> **作業指示**
千代の富士関の思い出をつづった文章について、次の問いに答えてください。
(a) 千代の富士関が初めて店に来たのは、どのようなころか。
(b) 千代の富士関は大関を何場所務めて横綱になったか。
(c) 先代親方は千代の富士関に何をしてやると言ったか。

> **文書抜粋**
______

横綱千代の富士関(左)、二代目若乃花関(右)と筆者(昭和57年)

先月、千代の山関と佐田の山関の思い出を続けて書きましたところ「千代の富士のことはどうして書かんがぜよ」と言うお客さんがいらっしゃいました。うちの店のフロントに千代の富士関が使っていた横綱をガラスケースに入れて飾ってありますので、その方は当然、次に千代の富士関が出てくると思っていたのでしょう。
平成四年四月から元北の富士関と交代して九重親方になった小さな大横綱、千代の富士関との出会いは昭和五十三年に再入幕したころ、親方に連れられてうちの店に来たのが最初でした。
白の大島を着て、きりりと引き締まった顔。ご存じの通り体はお相撲さんにしては小さく、見たところ役者さんのような感じでした。正直言って、私は「これくらいの体では、大して出世できないだろう」と思っていました。
事実、そのころの千代の富士関は肩を脱臼することがよくあって、成績にもむらがありました。うちの主人も「あいつは小さな体の割に大きな相撲を取るからなあ」と、嘆いていました。
ところが、五十五年に何回目かの三役入りをしたころから急に強くなり、次に店へ来た時には大関になっていました。その時はさすがに堂々としていましたが、ちょっとふてぶてしいところがあり、私はあまり好きになれませんでした。
それが、大関わずか三場所で横綱になり、その後で来た時は、すっかり物腰が変わり、私にもきちんと「お世話になります」とあいさつしてくださいました。その時、私は初めて千代の富士関と話をしました。私がお相撲さんになったわけを聞くと「亡くなった先代親方(元千代の山)に、飛行機に乗せてやるから、と言われましてね。それにつられて北海道から出てきました」と言っていました。

本場所のたびにのぼり

本場所のたびに玄関に立てていた千代の富士関ののぼり(旧「濱長」本店)

残念だったのは六十二年四月、高知巡業で来た時のことです。主人は入院していましたが、たいそう気にかけていて、長男を高知空港まで迎えにやりました。ところが、教えてもらった時間が違っていて、長男が空港に着いた時はもうどこかへ行ったあと。とうとう主人に会わせることができませんでした。
「お前のブンがたたんき、よそへ連れていかれてしもうた」と長男をしかっていた主人は、きっと鏡川べりに移転した現在の新しい店で千代の富士関をもてなしたかったのだと思います。

______

> **提供資料**
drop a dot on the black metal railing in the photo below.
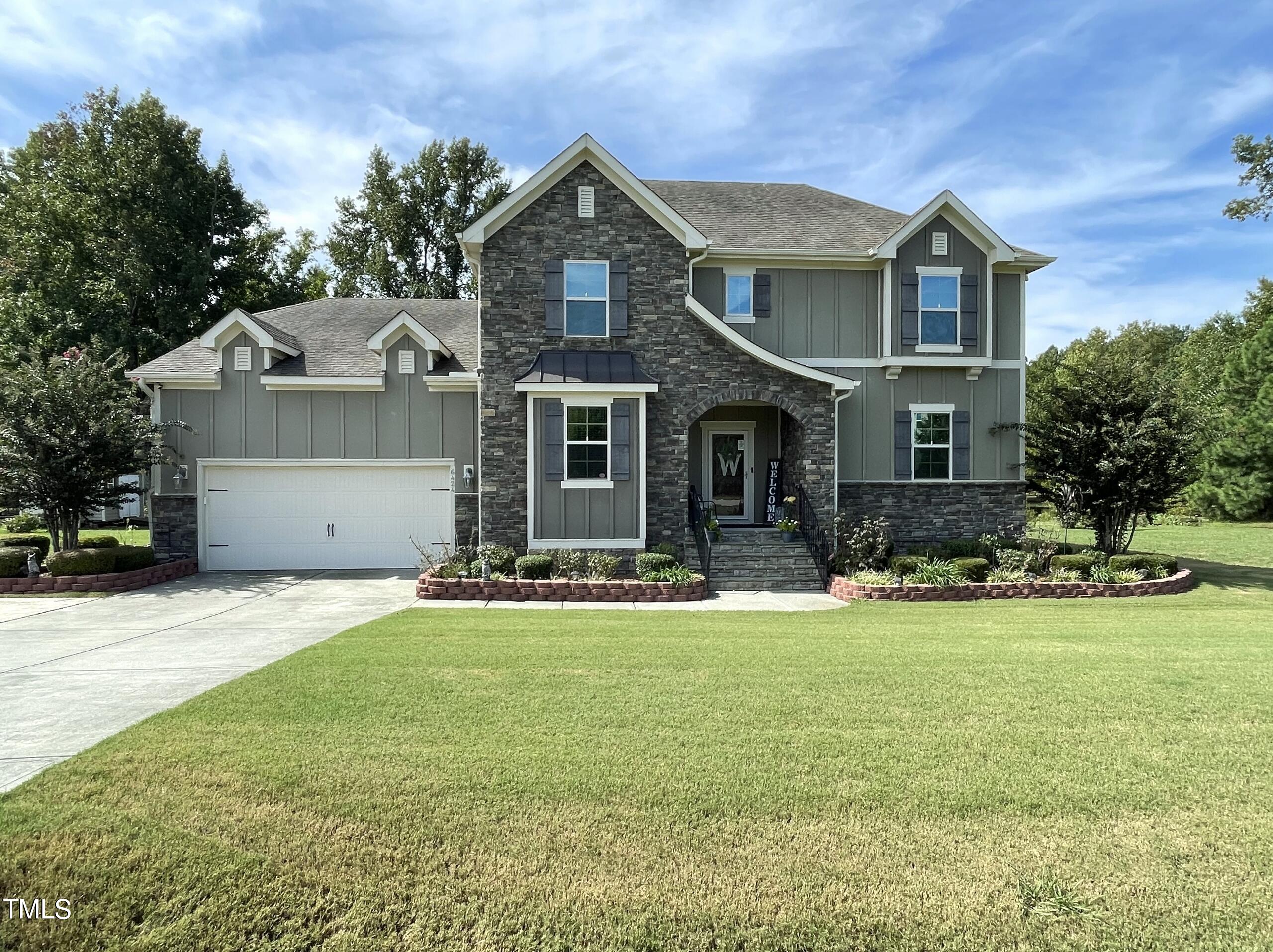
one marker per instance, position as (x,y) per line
(701,513)
(815,536)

______

> **正解**
(a) 昭和五十三年に再入幕したころ
(b) 三場所
(c) 飛行機に乗せてやる